▶ [INPUT DATA]:

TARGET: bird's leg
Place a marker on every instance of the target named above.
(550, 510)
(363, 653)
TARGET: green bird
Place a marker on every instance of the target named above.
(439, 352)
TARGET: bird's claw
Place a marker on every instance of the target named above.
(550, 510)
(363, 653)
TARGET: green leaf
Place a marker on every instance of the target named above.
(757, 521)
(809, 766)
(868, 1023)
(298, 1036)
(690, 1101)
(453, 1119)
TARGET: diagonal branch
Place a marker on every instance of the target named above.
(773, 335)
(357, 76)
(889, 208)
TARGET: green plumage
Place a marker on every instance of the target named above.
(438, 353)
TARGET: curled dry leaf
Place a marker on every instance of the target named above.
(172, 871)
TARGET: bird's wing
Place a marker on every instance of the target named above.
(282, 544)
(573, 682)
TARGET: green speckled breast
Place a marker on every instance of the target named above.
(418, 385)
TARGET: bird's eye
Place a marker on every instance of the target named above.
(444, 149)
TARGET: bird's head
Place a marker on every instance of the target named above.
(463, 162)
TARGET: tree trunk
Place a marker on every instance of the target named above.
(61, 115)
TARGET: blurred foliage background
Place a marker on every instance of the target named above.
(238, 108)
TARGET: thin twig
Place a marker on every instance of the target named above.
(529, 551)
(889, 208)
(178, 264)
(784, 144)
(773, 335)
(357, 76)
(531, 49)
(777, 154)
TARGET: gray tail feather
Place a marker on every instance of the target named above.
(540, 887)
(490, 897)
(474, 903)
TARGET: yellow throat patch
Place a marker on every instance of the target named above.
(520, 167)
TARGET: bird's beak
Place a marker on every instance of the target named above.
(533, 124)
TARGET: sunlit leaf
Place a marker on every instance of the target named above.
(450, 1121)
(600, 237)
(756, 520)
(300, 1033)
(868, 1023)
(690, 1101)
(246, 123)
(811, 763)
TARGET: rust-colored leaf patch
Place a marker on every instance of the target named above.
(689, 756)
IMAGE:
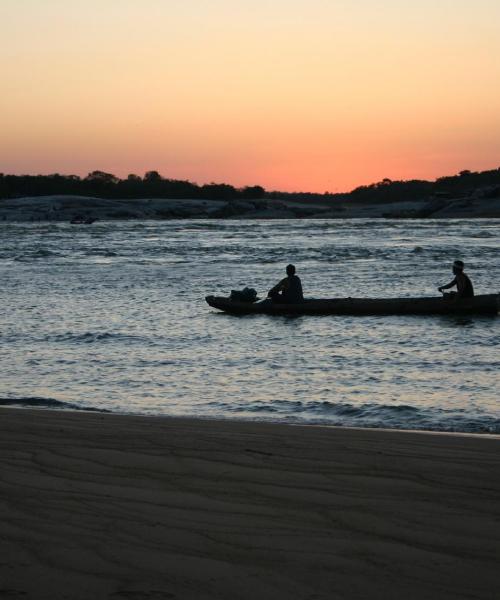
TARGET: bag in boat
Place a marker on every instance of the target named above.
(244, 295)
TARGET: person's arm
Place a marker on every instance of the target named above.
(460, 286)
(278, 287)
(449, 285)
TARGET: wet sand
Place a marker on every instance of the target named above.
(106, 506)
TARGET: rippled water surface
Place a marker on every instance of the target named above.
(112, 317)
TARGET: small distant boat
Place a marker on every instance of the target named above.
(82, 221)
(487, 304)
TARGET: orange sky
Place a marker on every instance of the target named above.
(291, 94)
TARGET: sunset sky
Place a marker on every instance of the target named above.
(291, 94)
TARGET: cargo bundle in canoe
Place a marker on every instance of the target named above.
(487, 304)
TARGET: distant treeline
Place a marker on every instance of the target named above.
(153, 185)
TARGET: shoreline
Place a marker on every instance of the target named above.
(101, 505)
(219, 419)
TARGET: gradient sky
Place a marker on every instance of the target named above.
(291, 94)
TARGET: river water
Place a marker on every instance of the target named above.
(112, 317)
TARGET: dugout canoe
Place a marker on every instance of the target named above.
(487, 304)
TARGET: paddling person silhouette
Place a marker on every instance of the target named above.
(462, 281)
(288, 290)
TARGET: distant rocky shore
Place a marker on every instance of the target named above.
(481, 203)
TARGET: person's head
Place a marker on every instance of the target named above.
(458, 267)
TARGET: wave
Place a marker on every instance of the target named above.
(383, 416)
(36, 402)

---

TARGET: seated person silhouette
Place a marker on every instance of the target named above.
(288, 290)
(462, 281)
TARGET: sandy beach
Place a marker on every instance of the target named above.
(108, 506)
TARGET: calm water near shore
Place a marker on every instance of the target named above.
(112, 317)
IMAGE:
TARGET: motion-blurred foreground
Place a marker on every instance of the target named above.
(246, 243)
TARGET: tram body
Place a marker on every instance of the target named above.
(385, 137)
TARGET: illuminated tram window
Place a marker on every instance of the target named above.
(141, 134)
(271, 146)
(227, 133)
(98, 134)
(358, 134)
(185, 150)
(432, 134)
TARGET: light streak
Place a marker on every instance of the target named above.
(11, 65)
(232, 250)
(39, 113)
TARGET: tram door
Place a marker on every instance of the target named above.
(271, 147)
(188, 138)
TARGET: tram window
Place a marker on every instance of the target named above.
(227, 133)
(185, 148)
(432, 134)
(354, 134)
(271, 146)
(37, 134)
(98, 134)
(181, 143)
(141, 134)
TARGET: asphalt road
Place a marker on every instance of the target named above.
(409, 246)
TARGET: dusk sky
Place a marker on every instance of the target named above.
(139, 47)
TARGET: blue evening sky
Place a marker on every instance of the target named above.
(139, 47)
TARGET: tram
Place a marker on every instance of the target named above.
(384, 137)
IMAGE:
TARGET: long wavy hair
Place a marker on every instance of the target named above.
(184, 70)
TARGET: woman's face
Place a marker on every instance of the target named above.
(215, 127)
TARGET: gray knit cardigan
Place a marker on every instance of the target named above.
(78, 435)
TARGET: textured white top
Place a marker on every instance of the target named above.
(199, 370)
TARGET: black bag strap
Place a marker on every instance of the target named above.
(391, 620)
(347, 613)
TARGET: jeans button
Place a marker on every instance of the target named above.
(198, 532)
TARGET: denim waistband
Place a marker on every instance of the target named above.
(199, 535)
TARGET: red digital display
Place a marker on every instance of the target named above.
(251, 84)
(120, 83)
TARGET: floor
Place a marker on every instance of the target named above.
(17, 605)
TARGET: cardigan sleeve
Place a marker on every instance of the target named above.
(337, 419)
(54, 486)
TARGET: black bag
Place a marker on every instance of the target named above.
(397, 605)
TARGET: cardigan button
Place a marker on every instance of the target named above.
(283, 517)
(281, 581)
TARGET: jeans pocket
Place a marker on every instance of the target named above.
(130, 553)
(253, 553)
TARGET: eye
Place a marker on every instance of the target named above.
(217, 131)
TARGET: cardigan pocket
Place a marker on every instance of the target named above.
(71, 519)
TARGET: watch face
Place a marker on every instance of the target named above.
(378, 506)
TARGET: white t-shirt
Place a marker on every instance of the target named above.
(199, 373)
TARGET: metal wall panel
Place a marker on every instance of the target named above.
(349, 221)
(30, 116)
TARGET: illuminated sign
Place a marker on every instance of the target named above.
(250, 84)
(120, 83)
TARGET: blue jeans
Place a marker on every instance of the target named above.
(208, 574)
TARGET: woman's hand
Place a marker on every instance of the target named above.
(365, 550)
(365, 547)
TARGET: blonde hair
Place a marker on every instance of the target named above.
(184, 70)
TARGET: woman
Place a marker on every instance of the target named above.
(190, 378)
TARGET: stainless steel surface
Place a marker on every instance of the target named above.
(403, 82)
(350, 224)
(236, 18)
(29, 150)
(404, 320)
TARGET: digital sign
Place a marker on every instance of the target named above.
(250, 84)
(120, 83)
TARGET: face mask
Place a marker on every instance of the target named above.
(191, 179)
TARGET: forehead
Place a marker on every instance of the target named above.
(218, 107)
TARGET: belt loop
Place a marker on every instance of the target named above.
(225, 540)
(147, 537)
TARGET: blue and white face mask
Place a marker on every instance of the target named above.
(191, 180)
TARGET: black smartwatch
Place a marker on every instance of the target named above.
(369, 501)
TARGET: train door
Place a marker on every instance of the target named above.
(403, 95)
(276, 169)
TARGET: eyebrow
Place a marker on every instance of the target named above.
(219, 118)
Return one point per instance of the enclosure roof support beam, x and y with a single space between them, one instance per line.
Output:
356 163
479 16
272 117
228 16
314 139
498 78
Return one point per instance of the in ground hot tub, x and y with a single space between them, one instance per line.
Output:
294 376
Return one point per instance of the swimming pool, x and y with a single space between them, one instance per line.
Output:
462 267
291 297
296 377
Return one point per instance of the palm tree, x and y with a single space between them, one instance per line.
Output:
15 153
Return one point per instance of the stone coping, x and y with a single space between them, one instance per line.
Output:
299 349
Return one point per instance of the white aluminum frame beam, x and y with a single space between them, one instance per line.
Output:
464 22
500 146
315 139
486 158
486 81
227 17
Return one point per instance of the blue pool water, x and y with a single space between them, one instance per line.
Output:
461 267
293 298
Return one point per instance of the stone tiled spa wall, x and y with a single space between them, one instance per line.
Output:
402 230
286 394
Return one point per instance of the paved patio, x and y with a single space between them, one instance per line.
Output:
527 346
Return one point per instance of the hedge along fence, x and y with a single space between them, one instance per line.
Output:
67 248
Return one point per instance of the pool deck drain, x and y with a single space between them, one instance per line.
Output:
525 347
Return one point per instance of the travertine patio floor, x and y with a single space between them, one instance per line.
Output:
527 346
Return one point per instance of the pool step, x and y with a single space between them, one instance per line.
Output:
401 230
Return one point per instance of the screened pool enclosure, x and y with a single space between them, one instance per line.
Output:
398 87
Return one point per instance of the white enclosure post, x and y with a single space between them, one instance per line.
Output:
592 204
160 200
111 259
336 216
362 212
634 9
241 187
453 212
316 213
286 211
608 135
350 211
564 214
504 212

==

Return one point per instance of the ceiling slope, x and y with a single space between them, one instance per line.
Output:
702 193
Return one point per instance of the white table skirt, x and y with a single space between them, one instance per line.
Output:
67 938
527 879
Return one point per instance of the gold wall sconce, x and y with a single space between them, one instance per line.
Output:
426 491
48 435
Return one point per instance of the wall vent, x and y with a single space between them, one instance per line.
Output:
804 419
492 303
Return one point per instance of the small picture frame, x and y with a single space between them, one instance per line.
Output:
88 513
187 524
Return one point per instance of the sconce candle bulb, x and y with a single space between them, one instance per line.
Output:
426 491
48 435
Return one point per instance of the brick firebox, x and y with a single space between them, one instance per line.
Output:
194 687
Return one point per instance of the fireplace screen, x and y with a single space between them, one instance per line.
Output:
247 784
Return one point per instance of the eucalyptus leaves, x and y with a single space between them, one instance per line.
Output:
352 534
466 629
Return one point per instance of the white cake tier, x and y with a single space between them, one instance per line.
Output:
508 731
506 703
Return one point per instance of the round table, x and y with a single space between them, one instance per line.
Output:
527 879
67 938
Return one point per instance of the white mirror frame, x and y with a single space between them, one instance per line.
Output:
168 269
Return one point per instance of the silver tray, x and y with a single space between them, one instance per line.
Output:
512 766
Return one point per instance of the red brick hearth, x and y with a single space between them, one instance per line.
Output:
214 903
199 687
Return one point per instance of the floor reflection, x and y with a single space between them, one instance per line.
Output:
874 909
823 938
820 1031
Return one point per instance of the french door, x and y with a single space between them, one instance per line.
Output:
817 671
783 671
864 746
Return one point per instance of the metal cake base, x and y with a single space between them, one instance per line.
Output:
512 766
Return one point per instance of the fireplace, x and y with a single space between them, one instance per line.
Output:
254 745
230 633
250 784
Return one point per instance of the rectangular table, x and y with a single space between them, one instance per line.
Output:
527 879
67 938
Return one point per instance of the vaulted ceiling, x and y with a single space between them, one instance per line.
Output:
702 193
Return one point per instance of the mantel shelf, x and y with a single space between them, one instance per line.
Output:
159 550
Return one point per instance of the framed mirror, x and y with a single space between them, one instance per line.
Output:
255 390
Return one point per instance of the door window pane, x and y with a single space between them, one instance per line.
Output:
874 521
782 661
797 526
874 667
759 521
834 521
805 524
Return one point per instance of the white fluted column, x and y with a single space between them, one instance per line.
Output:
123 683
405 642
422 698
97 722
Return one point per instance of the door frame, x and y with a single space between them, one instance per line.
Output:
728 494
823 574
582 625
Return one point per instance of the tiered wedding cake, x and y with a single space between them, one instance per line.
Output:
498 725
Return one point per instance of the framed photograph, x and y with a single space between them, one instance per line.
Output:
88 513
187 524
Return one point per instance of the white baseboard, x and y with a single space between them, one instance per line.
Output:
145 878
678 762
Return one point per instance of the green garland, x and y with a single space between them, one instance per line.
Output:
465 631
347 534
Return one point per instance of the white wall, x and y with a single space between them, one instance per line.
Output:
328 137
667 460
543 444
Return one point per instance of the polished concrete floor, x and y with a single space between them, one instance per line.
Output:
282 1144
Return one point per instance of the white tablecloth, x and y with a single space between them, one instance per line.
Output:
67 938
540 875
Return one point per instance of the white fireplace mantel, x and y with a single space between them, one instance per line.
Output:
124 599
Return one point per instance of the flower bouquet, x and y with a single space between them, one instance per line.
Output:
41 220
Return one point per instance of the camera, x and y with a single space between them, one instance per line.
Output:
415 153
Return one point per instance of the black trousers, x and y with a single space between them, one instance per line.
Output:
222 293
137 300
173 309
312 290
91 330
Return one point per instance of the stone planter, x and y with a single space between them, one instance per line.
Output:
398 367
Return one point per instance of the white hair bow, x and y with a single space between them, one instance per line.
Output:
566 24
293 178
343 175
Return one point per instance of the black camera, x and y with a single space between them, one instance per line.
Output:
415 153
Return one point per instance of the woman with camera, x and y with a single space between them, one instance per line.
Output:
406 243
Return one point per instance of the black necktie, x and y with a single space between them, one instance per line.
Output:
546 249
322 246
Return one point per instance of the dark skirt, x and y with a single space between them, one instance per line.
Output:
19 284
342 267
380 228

▶ [AIM OF THE TASK]: Determine the count of lines in the data that contain the string "woman", and reply with that count alone.

▶ [EXERCISE RESULT]: 4